Work order
Scan the material for "below". Copy every line it appears in.
####################
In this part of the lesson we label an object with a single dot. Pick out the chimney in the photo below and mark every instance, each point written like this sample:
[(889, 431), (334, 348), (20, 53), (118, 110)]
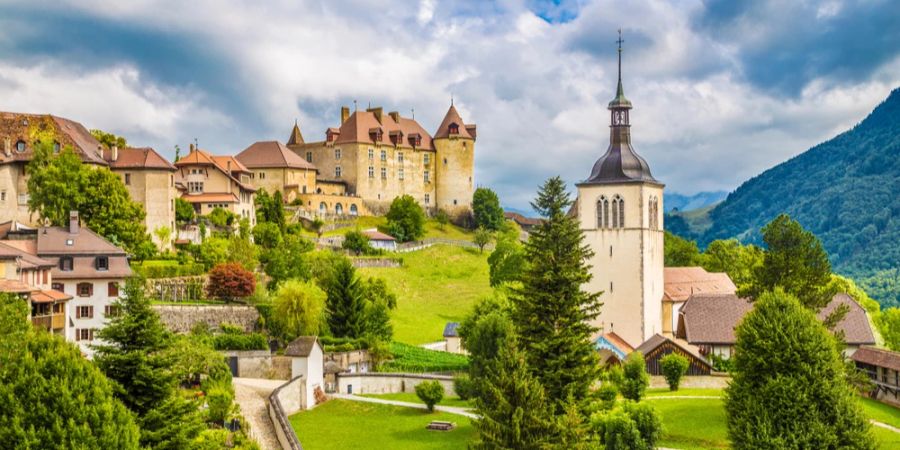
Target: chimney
[(73, 222), (378, 112)]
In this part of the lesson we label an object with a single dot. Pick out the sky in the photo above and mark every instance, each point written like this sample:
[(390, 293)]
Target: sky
[(722, 89)]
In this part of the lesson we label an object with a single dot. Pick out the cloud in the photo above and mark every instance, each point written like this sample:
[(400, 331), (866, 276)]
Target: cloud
[(722, 90)]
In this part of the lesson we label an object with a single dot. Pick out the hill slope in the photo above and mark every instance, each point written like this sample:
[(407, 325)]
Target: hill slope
[(845, 190)]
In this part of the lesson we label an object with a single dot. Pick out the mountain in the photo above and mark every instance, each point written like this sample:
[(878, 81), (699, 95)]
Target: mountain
[(680, 202), (845, 190)]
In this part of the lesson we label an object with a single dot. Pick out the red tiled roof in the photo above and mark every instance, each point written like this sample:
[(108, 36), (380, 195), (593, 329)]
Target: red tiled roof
[(137, 158), (266, 154)]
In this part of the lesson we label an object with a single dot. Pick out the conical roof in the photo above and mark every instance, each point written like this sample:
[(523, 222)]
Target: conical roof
[(452, 117)]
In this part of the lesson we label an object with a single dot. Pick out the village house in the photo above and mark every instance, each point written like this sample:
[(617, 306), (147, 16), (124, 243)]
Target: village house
[(85, 267), (377, 157), (708, 321), (208, 182)]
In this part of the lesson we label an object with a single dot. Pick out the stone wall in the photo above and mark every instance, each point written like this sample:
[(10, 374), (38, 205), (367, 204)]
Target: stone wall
[(389, 383), (181, 319)]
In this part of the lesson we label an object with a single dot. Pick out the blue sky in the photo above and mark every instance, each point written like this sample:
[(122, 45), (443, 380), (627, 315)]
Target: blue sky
[(722, 89)]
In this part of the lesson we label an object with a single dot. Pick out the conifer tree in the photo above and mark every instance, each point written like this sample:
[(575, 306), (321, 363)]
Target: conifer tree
[(789, 388), (346, 302), (513, 407), (551, 311)]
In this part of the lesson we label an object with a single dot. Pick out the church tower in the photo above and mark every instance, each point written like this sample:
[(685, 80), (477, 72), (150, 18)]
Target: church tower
[(620, 209)]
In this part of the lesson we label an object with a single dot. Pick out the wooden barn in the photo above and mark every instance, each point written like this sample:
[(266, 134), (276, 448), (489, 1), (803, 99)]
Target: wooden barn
[(659, 346)]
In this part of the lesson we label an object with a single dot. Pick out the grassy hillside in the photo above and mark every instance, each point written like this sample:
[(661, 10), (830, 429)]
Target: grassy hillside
[(435, 286), (844, 190)]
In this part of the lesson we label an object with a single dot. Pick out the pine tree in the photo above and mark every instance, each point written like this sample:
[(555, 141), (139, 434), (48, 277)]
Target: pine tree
[(346, 303), (552, 312), (789, 387), (512, 405)]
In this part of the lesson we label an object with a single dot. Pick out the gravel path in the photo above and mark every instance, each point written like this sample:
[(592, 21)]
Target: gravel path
[(252, 395)]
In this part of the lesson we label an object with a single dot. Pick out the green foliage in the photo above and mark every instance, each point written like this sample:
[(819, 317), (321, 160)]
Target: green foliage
[(482, 238), (58, 184), (184, 210), (430, 392), (843, 190), (507, 261), (789, 388), (552, 312), (486, 209), (409, 358), (299, 309), (795, 261), (406, 219), (673, 367), (512, 404), (50, 396), (635, 379), (109, 140), (357, 243)]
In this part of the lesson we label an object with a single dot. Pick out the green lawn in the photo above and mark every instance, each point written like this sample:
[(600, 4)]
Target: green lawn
[(436, 285), (413, 398), (343, 424)]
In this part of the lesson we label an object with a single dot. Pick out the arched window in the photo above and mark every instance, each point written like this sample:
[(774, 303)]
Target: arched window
[(603, 212)]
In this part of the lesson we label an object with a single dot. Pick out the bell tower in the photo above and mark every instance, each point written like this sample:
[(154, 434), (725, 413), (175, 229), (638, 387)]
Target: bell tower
[(620, 211)]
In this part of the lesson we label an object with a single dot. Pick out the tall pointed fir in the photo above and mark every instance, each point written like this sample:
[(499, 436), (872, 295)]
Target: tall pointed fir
[(552, 313)]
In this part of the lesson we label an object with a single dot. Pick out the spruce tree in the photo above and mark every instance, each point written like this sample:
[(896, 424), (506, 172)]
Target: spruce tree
[(513, 407), (789, 387), (346, 302), (551, 311)]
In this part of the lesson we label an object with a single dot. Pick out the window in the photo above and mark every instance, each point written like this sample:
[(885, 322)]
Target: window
[(603, 212), (85, 289), (84, 312)]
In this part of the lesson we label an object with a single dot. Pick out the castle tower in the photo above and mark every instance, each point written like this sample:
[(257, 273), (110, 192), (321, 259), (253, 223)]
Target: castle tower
[(454, 144), (620, 210)]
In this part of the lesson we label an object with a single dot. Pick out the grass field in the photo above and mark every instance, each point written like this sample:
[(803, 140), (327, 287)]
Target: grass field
[(343, 424), (436, 285), (413, 398)]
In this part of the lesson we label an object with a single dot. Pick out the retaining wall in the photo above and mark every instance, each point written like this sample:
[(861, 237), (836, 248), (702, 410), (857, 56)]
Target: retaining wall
[(183, 318), (389, 383)]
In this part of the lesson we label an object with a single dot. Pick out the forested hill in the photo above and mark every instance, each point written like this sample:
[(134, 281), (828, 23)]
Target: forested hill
[(846, 190)]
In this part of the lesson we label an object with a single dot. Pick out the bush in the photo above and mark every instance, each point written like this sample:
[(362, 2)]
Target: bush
[(464, 387), (230, 281), (635, 378), (430, 392), (673, 367)]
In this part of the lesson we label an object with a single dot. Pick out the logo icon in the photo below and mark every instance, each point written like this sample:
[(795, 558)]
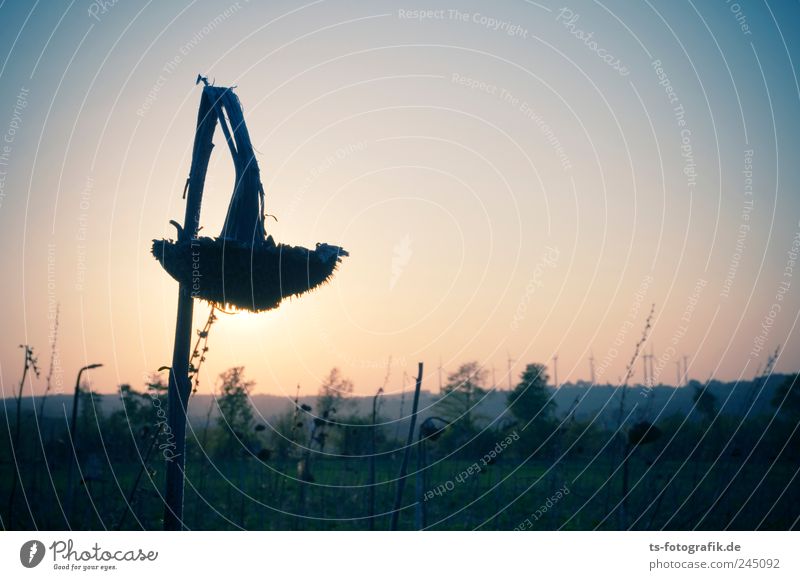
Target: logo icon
[(31, 553)]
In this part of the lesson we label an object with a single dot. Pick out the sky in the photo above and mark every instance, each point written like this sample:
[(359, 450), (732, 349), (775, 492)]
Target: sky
####################
Result of this task
In this part of the lesson we label an object with a single dot. Pick out the chimney in the photo below and mark every instance, each point written like this sample:
In this part of the lesson we label an object with a single dot. Pick out the logo icon in the photo below and mark every instance, each point written like this sample:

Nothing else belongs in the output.